• [ACTIVITY 1] Print the passage on Storopack's recycled EPS packaging word for word, starting at "Storopack is currently" and ending at "this raw material.".
• [ACTIVITY 2]
Answer these questions using the passage on Storopack's recycled EPS packaging:
(a) Which French firm is the first customer of the rEPS packaging?
(b) To which company is returned EPS protective packaging forwarded for further processing?
(c) Of which French network is Storopack the exclusive packaging partner?
• [ACTIVITY 3] Go on with the passage on Storopack's recycled EPS packaging, beginning after its final sentence.

• [DOCUMENT SEGMENT]
====
The first customer of the rEPS packaging is French firm Prevor, which is using the material for protecting medical products during shipping. Prevor claims that the rEPS packs enable the elimination of secondary packaging. A project with a manufacturer of cleaning equipment has also started in Germany.
Storopack has a fully integrated rEPS production process, whereby it handles the recycling and production of rEPS beads at its own factories.
Storopack is currently working with two partners in order to put the ‘circular economy’ principle into practice. Customers of a household appliances and consumer electronics retailer are able to return used EPS protective packaging once they have received their goods. This packaging will be forwarded to the company Eco2PR for further processing; finally, Storopack recycles the raw material in a patented process and uses it to produce new protective packaging.
Storopack is the exclusive packaging partner of the French network Réseau National des Recycleurs de Polystyrène expansé (R.N.R.P.), which has set itself the goal of creating an efficient recycling loop for EPS and a sustainable utilisation of this raw material.
====
Dataset items:
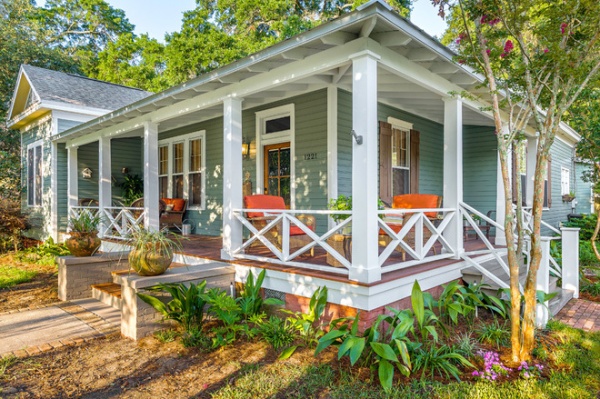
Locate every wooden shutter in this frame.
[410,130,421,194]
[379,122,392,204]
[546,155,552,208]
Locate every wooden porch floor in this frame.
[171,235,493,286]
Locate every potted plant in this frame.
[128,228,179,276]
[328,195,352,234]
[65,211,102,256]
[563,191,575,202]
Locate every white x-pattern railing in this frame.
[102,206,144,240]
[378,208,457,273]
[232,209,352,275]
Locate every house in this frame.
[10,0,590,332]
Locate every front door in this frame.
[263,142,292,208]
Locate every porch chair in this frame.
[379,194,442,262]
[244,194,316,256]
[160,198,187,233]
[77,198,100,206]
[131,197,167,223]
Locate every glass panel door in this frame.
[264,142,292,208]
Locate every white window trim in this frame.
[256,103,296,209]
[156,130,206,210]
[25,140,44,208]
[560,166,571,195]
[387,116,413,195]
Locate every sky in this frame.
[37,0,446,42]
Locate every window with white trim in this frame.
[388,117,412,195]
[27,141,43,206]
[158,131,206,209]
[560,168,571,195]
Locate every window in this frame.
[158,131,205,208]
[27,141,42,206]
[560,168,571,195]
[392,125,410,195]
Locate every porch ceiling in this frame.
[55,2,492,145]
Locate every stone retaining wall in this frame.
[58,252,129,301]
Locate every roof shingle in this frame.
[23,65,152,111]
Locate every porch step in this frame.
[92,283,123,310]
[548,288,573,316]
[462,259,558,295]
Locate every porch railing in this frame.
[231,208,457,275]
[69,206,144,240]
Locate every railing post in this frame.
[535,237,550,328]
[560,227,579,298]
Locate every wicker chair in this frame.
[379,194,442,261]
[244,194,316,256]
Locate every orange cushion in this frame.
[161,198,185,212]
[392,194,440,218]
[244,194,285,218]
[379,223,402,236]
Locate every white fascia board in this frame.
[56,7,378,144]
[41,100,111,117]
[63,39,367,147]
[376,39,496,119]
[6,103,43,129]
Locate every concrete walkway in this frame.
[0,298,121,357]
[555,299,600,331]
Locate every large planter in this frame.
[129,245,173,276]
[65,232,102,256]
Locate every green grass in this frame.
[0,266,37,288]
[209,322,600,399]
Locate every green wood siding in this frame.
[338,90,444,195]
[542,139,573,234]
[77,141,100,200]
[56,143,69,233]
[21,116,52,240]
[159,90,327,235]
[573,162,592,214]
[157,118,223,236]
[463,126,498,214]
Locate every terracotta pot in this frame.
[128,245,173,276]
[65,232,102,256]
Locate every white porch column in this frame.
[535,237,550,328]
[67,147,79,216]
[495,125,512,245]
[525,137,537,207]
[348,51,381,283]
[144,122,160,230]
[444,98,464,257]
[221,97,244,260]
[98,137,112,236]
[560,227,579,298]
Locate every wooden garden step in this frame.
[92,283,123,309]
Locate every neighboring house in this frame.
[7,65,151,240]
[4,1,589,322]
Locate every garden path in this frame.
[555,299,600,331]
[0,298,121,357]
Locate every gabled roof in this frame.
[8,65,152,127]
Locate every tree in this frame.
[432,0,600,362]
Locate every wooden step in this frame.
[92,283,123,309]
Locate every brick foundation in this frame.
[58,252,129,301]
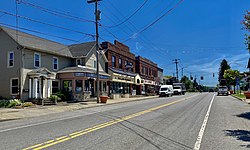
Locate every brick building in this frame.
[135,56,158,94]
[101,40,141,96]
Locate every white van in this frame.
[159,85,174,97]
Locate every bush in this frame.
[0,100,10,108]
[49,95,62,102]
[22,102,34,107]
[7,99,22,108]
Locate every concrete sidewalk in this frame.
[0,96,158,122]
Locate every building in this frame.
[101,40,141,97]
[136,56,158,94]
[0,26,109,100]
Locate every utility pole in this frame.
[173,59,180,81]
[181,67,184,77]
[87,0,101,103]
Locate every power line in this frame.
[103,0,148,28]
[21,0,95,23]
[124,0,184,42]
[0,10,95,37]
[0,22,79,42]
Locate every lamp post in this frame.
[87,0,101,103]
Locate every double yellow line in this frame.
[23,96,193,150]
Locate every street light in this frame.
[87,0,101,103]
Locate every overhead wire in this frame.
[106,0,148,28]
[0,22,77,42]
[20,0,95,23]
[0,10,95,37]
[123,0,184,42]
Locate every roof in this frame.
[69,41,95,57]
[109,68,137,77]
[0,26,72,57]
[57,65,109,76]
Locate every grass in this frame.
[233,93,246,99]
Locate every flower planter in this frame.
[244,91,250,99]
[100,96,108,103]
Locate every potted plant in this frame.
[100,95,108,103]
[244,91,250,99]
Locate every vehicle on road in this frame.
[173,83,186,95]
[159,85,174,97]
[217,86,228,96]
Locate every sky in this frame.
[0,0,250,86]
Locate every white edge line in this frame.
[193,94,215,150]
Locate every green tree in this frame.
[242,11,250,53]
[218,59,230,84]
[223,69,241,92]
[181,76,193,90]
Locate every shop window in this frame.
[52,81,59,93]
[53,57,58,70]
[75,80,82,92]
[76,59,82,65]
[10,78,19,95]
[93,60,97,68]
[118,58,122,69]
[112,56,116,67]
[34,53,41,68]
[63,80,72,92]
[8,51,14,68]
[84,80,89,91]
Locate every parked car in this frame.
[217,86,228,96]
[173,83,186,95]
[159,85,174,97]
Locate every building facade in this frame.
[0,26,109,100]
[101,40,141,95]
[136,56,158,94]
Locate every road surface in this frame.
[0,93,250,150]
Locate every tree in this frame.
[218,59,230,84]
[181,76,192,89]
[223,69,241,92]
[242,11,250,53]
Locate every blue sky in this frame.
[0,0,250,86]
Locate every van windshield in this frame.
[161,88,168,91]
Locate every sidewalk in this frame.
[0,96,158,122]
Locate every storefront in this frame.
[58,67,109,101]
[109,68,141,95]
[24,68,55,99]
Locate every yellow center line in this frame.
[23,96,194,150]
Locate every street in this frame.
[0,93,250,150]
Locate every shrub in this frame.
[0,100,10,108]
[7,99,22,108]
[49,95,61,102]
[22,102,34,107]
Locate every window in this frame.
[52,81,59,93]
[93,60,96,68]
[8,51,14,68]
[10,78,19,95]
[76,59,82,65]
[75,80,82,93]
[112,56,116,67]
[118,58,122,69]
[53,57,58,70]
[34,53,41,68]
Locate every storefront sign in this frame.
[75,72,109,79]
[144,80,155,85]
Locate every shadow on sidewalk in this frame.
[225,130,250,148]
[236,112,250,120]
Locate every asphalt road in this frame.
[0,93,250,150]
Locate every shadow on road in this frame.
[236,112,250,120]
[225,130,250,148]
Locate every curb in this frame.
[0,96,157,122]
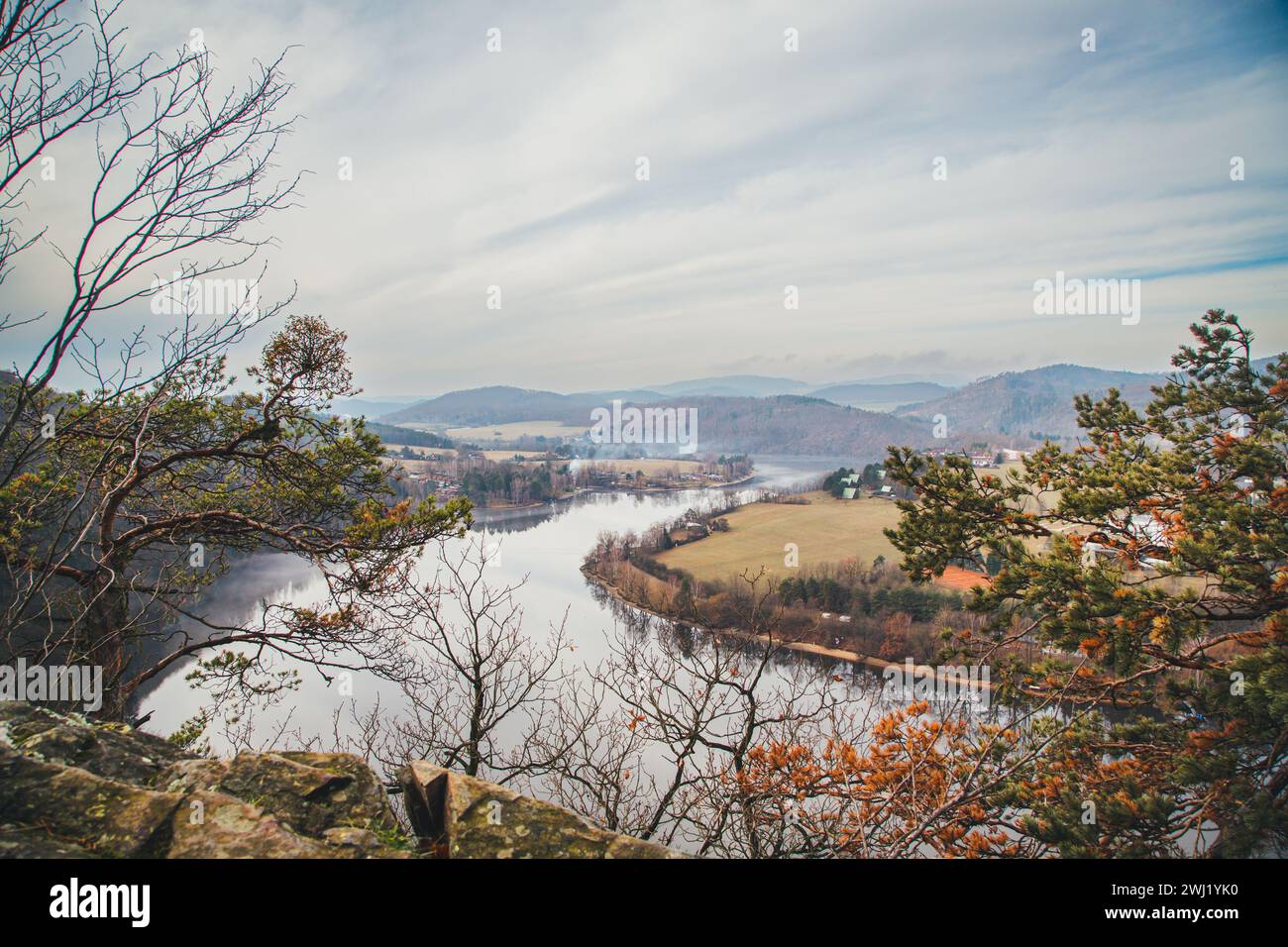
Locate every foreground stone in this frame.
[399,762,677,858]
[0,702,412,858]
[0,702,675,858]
====
• [RESPONSE BOX 1]
Storopack is currently working with two partners in order to put the ‘circular economy’ principle into practice. Customers of a household appliances and consumer electronics retailer are able to return used EPS protective packaging once they have received their goods. This packaging will be forwarded to the company Eco2PR for further processing; finally, Storopack recycles the raw material in a patented process and uses it to produce new protective packaging.
Storopack is the exclusive packaging partner of the French network Réseau National des Recycleurs de Polystyrène expansé (R.N.R.P.), which has set itself the goal of creating an efficient recycling loop for EPS and a sustainable utilisation of this raw material.

• [RESPONSE BOX 2]
(a) Prevor
(b) Eco2PR
(c) The Réseau National des Recycleurs de Polystyrène expansé (R.N.R.P.)

• [RESPONSE BOX 3]
Protective packaging made from 100 per cent rEPS is claimed to not only offer an improved carbon footprint, but also the same reliable protection as products in conventional EPS.
The German converter has also signed up to the Recyqualipso corporate initiative in France, which aims to find a way of recycling PS yoghurt pots into rEPS. Recyqualipso was launched in 2019 in France by Valorplast and Syndifrais, and with the financial and technical support of CITEO. In 2019, Storopack made more than 30 per cent of its in-house products using renewable or recycled materials – and is striving to increase this figure to more than 50 per cent by 2025.